# Task to complete:
Return the listing below in full, exactly.

# Recorded information:
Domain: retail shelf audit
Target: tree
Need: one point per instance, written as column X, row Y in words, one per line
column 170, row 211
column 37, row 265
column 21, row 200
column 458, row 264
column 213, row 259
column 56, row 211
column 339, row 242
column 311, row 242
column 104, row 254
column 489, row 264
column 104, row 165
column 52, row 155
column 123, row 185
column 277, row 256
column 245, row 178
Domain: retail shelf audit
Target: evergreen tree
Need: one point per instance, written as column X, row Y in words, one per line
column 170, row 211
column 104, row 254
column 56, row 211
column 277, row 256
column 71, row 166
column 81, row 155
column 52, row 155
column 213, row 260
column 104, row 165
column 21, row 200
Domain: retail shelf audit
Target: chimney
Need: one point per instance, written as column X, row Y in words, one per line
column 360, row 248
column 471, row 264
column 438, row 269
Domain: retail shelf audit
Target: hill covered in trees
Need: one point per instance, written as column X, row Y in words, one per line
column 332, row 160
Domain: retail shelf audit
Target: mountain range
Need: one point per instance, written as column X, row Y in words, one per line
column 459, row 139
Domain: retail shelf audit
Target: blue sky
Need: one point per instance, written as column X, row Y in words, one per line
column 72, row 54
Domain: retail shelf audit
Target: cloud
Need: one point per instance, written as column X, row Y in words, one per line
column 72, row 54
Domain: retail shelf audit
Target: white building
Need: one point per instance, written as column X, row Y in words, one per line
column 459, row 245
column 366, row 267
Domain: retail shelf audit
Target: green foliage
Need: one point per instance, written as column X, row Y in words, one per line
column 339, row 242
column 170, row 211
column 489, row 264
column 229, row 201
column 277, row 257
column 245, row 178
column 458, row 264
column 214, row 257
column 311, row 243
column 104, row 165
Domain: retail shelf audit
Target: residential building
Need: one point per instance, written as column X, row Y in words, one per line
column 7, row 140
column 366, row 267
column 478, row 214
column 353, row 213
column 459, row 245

# Answer box:
Domain: retail shelf audit
Target: tree
Need: one point per instance, written as column X, row Y in words, one per line
column 170, row 211
column 37, row 265
column 21, row 200
column 458, row 264
column 213, row 259
column 56, row 211
column 339, row 242
column 311, row 242
column 104, row 254
column 489, row 264
column 104, row 165
column 52, row 155
column 123, row 185
column 277, row 256
column 245, row 178
Domain: retail shelf audit
Target: evergreen tree
Need: one point per instance, written as column X, row Y in words, one per line
column 170, row 211
column 104, row 254
column 56, row 211
column 277, row 256
column 71, row 166
column 81, row 155
column 52, row 155
column 213, row 260
column 104, row 165
column 21, row 200
Domain: retail shelf audit
Target: chimney
Need: one point per instance, written as column X, row Y in words, one per line
column 360, row 248
column 471, row 264
column 438, row 269
Domain: retail shelf audit
Target: hill covered in trees
Need: one point per instance, written as column X, row Y in words, one per line
column 332, row 160
Domain: retail shelf audit
Target: mountain range
Need: one point per instance, written as column X, row Y in words, one per line
column 459, row 139
Domain: retail shelf audit
Target: blue sky
Need: one point per instance, written as column X, row Y in words, one per line
column 72, row 54
Domain: retail shelf audit
Target: cloud
Need: one point per instance, written as column X, row Y in words, one per line
column 72, row 54
Domain: retail shelf audit
Target: white building
Need: one point per instance, written as column X, row Y in words, one per line
column 459, row 245
column 366, row 267
Domain: retail shelf audit
Target: green foliage
Need: one point per instance, written as column X, row Y in words, one per line
column 339, row 242
column 170, row 211
column 489, row 264
column 229, row 201
column 277, row 257
column 245, row 178
column 458, row 264
column 214, row 257
column 311, row 243
column 104, row 165
Domain: retail shelf audit
Target: residential building
Need: one point per instance, written as column X, row Y in words, one per line
column 7, row 140
column 366, row 267
column 478, row 214
column 353, row 213
column 459, row 245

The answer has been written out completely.